What to do —
Down to the last line, restate the material below exactly.
***** Materials provided *****
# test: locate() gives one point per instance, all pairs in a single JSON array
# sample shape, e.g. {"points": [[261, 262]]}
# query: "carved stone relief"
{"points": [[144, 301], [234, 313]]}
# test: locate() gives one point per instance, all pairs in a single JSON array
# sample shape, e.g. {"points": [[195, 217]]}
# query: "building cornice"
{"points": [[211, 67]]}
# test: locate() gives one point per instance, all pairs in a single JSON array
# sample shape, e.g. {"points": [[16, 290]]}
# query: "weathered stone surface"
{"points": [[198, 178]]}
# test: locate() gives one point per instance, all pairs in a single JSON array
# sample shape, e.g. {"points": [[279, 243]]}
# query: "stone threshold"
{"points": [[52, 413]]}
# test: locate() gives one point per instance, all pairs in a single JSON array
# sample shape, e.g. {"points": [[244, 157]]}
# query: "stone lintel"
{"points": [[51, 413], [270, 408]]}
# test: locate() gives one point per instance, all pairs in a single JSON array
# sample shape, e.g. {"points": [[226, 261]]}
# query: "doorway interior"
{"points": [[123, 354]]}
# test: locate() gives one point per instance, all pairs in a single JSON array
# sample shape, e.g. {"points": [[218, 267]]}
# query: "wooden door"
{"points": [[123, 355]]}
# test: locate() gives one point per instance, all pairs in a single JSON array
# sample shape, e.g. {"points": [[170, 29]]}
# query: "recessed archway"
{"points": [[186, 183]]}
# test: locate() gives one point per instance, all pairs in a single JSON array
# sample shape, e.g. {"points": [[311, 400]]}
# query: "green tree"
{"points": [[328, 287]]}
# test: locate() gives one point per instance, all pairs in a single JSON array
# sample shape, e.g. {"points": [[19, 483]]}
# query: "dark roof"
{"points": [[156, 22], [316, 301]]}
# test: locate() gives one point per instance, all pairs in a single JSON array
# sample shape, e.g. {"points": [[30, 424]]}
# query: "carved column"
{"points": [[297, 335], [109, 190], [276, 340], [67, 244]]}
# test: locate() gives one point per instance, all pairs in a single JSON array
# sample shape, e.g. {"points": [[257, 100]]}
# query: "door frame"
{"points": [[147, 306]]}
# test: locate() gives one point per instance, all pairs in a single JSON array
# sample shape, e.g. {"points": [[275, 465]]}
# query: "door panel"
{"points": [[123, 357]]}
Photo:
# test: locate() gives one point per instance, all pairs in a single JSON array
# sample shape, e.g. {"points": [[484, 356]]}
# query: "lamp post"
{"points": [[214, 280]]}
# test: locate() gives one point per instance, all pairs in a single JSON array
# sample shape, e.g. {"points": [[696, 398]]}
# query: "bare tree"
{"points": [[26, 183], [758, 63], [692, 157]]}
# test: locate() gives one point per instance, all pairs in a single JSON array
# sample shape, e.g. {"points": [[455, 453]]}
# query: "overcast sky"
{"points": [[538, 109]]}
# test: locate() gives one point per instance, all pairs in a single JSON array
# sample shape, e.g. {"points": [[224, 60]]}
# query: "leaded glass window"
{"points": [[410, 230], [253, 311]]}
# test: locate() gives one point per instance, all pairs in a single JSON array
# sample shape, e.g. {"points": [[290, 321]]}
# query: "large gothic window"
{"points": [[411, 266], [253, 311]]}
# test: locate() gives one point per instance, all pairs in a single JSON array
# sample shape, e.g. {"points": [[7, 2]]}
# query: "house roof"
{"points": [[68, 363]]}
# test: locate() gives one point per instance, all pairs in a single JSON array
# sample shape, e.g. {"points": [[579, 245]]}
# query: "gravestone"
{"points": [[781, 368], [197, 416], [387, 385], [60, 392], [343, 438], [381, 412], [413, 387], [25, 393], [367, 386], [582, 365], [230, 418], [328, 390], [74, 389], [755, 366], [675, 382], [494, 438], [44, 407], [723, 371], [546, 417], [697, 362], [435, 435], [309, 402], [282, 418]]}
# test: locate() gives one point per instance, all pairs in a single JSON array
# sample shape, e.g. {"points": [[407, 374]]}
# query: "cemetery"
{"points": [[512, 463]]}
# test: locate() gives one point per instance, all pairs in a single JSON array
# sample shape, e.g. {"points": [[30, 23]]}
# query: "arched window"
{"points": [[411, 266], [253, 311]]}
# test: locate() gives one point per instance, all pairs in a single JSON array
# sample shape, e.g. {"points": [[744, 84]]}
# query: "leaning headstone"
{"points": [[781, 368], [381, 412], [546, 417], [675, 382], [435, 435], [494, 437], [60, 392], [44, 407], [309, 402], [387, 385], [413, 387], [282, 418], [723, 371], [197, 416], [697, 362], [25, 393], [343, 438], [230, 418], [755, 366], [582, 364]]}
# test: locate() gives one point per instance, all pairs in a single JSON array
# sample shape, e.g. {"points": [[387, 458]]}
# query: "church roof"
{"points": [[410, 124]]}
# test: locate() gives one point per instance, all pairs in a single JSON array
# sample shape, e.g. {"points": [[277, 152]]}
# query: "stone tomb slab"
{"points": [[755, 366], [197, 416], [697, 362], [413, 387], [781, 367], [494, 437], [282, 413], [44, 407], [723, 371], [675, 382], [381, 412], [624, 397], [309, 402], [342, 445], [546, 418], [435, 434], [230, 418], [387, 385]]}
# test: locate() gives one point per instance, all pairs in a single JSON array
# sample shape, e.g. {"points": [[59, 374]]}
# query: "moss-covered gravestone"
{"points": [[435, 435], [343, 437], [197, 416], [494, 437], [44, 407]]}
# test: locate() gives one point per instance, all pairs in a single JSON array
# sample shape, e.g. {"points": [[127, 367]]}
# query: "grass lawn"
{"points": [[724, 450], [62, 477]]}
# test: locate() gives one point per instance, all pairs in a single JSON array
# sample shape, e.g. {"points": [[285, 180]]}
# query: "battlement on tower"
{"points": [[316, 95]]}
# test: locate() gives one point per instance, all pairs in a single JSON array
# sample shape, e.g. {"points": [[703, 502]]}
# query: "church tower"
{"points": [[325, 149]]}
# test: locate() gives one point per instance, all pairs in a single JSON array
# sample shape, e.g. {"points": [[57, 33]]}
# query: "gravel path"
*****
Output —
# test: locate() gives one point per instance, all pairs in a single JSON array
# sample shape, e.g. {"points": [[261, 262]]}
# query: "carved stone relief"
{"points": [[144, 301], [234, 313]]}
# test: locate() gives one point per instance, all pairs in a single JSON array
# sample shape, e.g. {"points": [[195, 217]]}
# query: "building cornice"
{"points": [[211, 67]]}
# test: locate() gives one point per instance, all pairs in a single JSON array
# sample shape, e.g. {"points": [[16, 290]]}
# query: "weathered stone surface"
{"points": [[198, 178]]}
# test: locate() gives one point per instance, all pairs in a single JSON array
# sample shape, e.g. {"points": [[279, 243]]}
# query: "stone threshold"
{"points": [[52, 413]]}
# test: locate() gives one point per instance, all pairs in a single JSON array
# sample shape, e.g. {"points": [[244, 157]]}
# query: "stone lintel"
{"points": [[51, 413], [270, 408]]}
# test: locate() gives one point per instance, all pairs in a single JSON array
# sample shape, e.g. {"points": [[226, 261]]}
# query: "doorway interior"
{"points": [[123, 354]]}
# test: locate() gives one point per instance, all pairs in a single JSON array
# sample shape, e.g. {"points": [[218, 267]]}
# query: "wooden door"
{"points": [[123, 355]]}
# test: locate() gives one point per instance, all pairs in a single JSON array
# sample shape, e.g. {"points": [[170, 29]]}
# query: "recessed archway"
{"points": [[186, 183]]}
# test: locate() gives one point per instance, all pairs in a single JSON array
# sample shape, e.g. {"points": [[311, 400]]}
# query: "green tree"
{"points": [[328, 287]]}
# test: locate() gives one point per instance, all pairs in a single JSON array
# sample shape, e.g. {"points": [[19, 483]]}
# query: "dark roof"
{"points": [[156, 22], [316, 301]]}
# test: locate() gives one point per instance, all pairs in a single JSON array
# sample shape, e.g. {"points": [[30, 424]]}
# query: "carved column"
{"points": [[297, 335], [109, 190], [276, 340], [67, 244]]}
# test: locate() gives one point per instance, all pairs in a single JSON array
# sample shape, e.g. {"points": [[257, 100]]}
# query: "door frame"
{"points": [[147, 306]]}
# test: locate() gives one point per instance, all pairs in a single JSON array
# sample shape, e.g. {"points": [[275, 465]]}
# query: "door panel"
{"points": [[123, 357]]}
Photo:
# test: locate() gives one point per instance, all pairs in a single JSON array
# sample shape, e.g. {"points": [[484, 356]]}
# query: "lamp post"
{"points": [[214, 280]]}
# test: locate() gives one point per instance, all pairs in a single JSON array
# sample shape, e.g. {"points": [[696, 398]]}
# query: "bare tree"
{"points": [[26, 183], [758, 63], [692, 157]]}
# test: locate() gives one point per instance, all pairs in a single JSON array
# sample shape, e.g. {"points": [[455, 453]]}
# query: "overcast sky"
{"points": [[538, 109]]}
# test: locate() gives one point per instance, all pairs in a single JSON array
# sample shape, e.g. {"points": [[224, 60]]}
# query: "leaded glass window"
{"points": [[410, 230], [253, 311]]}
# test: locate() gives one point per instance, all pairs in a single JSON array
# sample shape, e.g. {"points": [[290, 321]]}
# query: "large gothic window"
{"points": [[411, 266], [253, 311]]}
# test: locate() gives one point per instance, all pairs in a single JSON array
# sample shape, e.g. {"points": [[7, 2]]}
# query: "house roof"
{"points": [[68, 363]]}
# test: locate() gives one point per instance, all pairs in a single JSON array
# sample shape, e.g. {"points": [[579, 245]]}
# query: "gravestone"
{"points": [[781, 368], [197, 416], [387, 385], [60, 392], [343, 438], [381, 412], [413, 387], [25, 393], [367, 386], [582, 365], [230, 418], [328, 390], [74, 389], [755, 366], [675, 382], [494, 438], [44, 407], [723, 371], [546, 417], [697, 362], [435, 435], [309, 402], [282, 418]]}
# test: locate() gives one point per instance, all pairs in a single JSON array
# sample shape, e.g. {"points": [[407, 374]]}
# query: "cemetery"
{"points": [[512, 463]]}
# test: locate() gives one point per instance, all pairs in a single JSON array
# sample shape, e.g. {"points": [[30, 23]]}
# query: "arched window"
{"points": [[411, 266], [253, 311]]}
# test: locate() gives one point per instance, all pairs in a single JSON array
# sample shape, e.g. {"points": [[744, 84]]}
# query: "leaning headstone"
{"points": [[781, 368], [381, 412], [546, 417], [675, 382], [435, 435], [494, 437], [60, 392], [44, 407], [309, 402], [387, 385], [413, 387], [282, 418], [723, 371], [197, 416], [697, 362], [25, 393], [343, 438], [230, 418], [755, 366], [582, 364]]}
# test: locate() gives one point per instance, all pairs in a single JSON array
# sample shape, e.g. {"points": [[387, 458]]}
# query: "church roof"
{"points": [[410, 124]]}
# test: locate() gives one point per instance, all pairs in a single JSON array
# sample shape, e.g. {"points": [[277, 152]]}
# query: "stone tomb slab"
{"points": [[755, 366], [197, 416], [697, 362], [413, 387], [781, 367], [494, 437], [282, 413], [44, 407], [723, 371], [675, 382], [381, 412], [624, 397], [309, 402], [342, 445], [546, 418], [435, 434], [230, 418], [387, 385]]}
# test: locate() gives one point per instance, all pairs in a single JSON array
# sample shape, e.g. {"points": [[59, 374]]}
# query: "moss-covered gravestone"
{"points": [[435, 435], [343, 437], [197, 416], [494, 437], [44, 407]]}
# test: locate() gives one point per instance, all pairs in a single JSON array
# sample shape, e.g. {"points": [[127, 367]]}
# query: "grass lawn"
{"points": [[724, 450], [62, 477]]}
# test: locate() gives one point per instance, all pairs in a single JSON array
# sample shape, e.g. {"points": [[285, 180]]}
# query: "battlement on tower"
{"points": [[316, 95]]}
# test: locate() gives one point per instance, all pairs in a single JSON array
# sample shape, e.g. {"points": [[703, 502]]}
# query: "church tower"
{"points": [[325, 149]]}
# test: locate() gives one point per instance, all pairs in a single JSON array
# sample shape, e.g. {"points": [[57, 33]]}
# query: "gravel path"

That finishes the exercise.